● COMPLETA QUANTO SEGUE
a - Quale massima dovrebbe realizzare l'arte secondo il testo sul fine dell'arte?
b - Spiega perché, secondo il testo sul fine dell'arte, il fine dell'arte non può consistere nell'imitazione formale.
c - Trascrivi dal testo sul fine dell'arte il passo che comincia con "L’arte dovrebbe portare" e termina con "acquisterebbero più sensibilità.".

In terzo luogo, l’opera d’arte ha un fine in sé, ovvero il fine che l’uomo si propone nel produrre forme sensibili sotto forma di opere d’arte non è solo mimetico. L’imitazione, da intendersi come abilità nel riprodurre forme naturali quali esse esistono, soddisfa solo fini interamente formali. Si tratterebbe di una ripetizione superflua, un gioco presuntuoso, una caricatura del reale. Se l’arte imita la natura, non potrà mai esibire la libera produttività umana. Il fine dell’arte, invece, deve trovarsi in qualcosa d’altro dal momento che con l’imitazione formale si avrebbero solo opere di destrezza e non opere d’arte. 

L’arte dovrebbe portare a livello di senso, sentimento e ispirazione, tutto ciò che risiede nello spirito, dovrebbe realizzare la massima "nihil humani a me alienum puto": dovrebbe, insomma, destare dal torpore e dare vita a sentimenti, a inclinazioni e passioni di ogni genere, riempire il cuore, far sentire agli uomini tutto ciò che risiede nell’animo umano, nella sua più segreta intimità. Deve, inoltre, offrire godimento del sentimento e dell’intuizione, in modo tale che le esperienze della vita non lascino indifferenti gli uomini che, in un secondo momento, acquisterebbero più sensibilità.

● DATI REGISTRATI

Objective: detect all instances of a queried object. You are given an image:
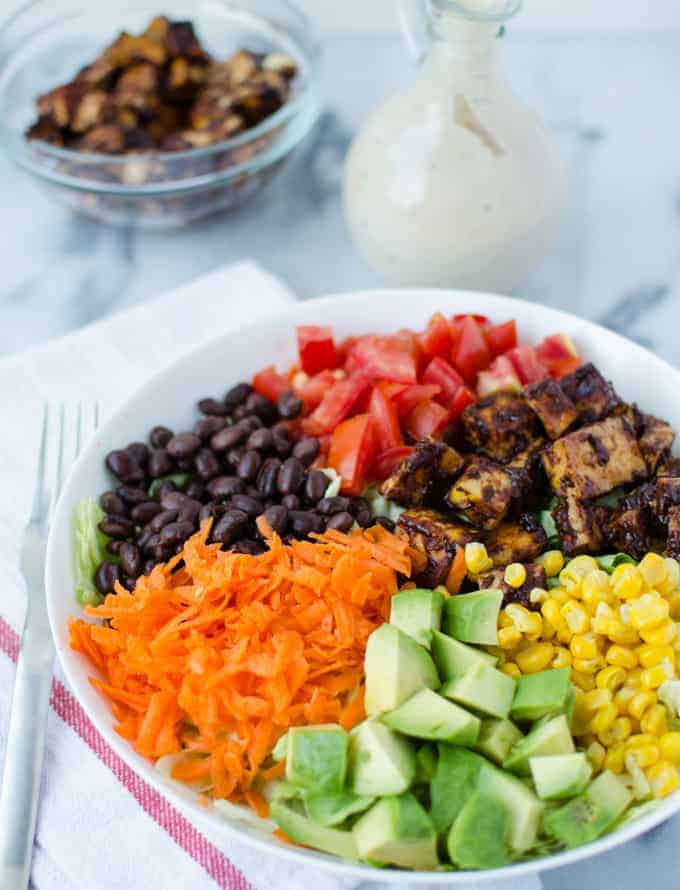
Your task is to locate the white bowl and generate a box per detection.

● RISPOSTE PER ESERCIZIO
a - La massima "nihil humani a me alienum puto".

b - Con la sola imitazione formale si otterrebbero opere di destrezza e non opere d'arte, perché l'imitazione soddisfa solo fini interamente formali. Inoltre, se l'arte imita la natura, non potrà mai esibire la libera produttività umana.

c -
L’arte dovrebbe portare a livello di senso, sentimento e ispirazione, tutto ciò che risiede nello spirito, dovrebbe realizzare la massima "nihil humani a me alienum puto": dovrebbe, insomma, destare dal torpore e dare vita a sentimenti, a inclinazioni e passioni di ogni genere, riempire il cuore, far sentire agli uomini tutto ciò che risiede nell’animo umano, nella sua più segreta intimità. Deve, inoltre, offrire godimento del sentimento e dell’intuizione, in modo tale che le esperienze della vita non lascino indifferenti gli uomini che, in un secondo momento, acquisterebbero più sensibilità.